— start Information shown —
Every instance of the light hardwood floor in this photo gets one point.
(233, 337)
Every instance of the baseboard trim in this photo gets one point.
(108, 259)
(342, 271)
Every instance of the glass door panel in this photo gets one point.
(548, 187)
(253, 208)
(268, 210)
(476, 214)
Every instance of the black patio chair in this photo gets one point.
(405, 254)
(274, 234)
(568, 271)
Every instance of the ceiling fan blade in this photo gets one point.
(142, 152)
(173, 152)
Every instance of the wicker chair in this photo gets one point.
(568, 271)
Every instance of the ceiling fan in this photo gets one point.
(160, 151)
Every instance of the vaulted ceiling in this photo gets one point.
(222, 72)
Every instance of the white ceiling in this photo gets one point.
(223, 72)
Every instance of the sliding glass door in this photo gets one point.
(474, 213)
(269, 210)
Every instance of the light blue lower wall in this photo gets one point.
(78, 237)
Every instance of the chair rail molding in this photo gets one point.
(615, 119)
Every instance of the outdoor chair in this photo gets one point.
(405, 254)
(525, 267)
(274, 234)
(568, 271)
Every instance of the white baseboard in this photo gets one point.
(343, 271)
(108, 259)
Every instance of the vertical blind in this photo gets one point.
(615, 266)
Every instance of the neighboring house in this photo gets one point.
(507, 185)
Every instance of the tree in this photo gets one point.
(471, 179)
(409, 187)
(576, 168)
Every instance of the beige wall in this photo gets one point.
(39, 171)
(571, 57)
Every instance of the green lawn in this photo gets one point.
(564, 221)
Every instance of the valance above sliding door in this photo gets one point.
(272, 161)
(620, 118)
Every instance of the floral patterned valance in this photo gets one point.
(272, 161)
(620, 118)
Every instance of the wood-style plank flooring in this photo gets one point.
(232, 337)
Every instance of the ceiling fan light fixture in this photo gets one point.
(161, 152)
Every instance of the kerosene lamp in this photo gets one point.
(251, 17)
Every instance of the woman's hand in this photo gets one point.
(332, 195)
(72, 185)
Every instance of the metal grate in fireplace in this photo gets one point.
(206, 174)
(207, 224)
— end Information shown —
Given task:
Reproduce every line of the material above verbatim and in its original order, omitting nothing.

Final answer:
Every instance of the light hardwood floor in this photo gets one point.
(233, 337)
Every instance of the baseboard trim in this photo gets one point.
(108, 259)
(342, 271)
Every instance of the glass door panel in this photo gets one point.
(548, 187)
(253, 208)
(268, 210)
(476, 214)
Every instance of the black patio chair in this photo gets one point.
(405, 254)
(274, 234)
(568, 271)
Every instance of the ceiling fan blade in this photo gets one point.
(142, 152)
(173, 152)
Every instance of the wicker chair in this photo gets one point.
(568, 271)
Every instance of the ceiling fan in this photo gets one point.
(160, 151)
Every instance of the vaulted ceiling in this photo gets one point.
(222, 72)
Every instance of the white ceiling in this photo gets one point.
(223, 72)
Every instance of the sliding glass door in this photo gets one point.
(474, 213)
(269, 210)
Every instance of the light blue lower wall in this photo gets one point.
(78, 237)
Every instance of the chair rail molding in this photo gets one point.
(615, 119)
Every instance of the outdoor chair in this photo gets one point.
(405, 254)
(525, 267)
(274, 234)
(568, 271)
Every instance of the white baseboard in this photo gets one point.
(343, 271)
(108, 259)
Every instance of the vertical blind in this photo gets one point.
(615, 266)
Every instance of the neighboring house in this photo gets one point.
(507, 185)
Every instance of the tree in this photo gets one point.
(471, 179)
(409, 187)
(576, 168)
Every instance of the beige wall in this photo gets one point.
(39, 171)
(571, 57)
Every instance of the green lawn in this photo gets one point.
(564, 221)
Every instance of the valance above sliding door in this photo gets one point.
(272, 161)
(620, 118)
Every instance of the floral patterned valance in this photo gets one point.
(272, 161)
(620, 118)
Every instance of the wood-style plank flooring in this photo gets one point.
(232, 337)
Every instance of the ceiling fan light fixture in this photo gets one point.
(161, 152)
Every instance of the kerosene lamp in this photo gets one point.
(251, 17)
Every instance of the woman's hand in this photo gets one point.
(332, 195)
(72, 185)
Every instance of the metal grate in fireplace in this photo gets one point.
(206, 174)
(207, 224)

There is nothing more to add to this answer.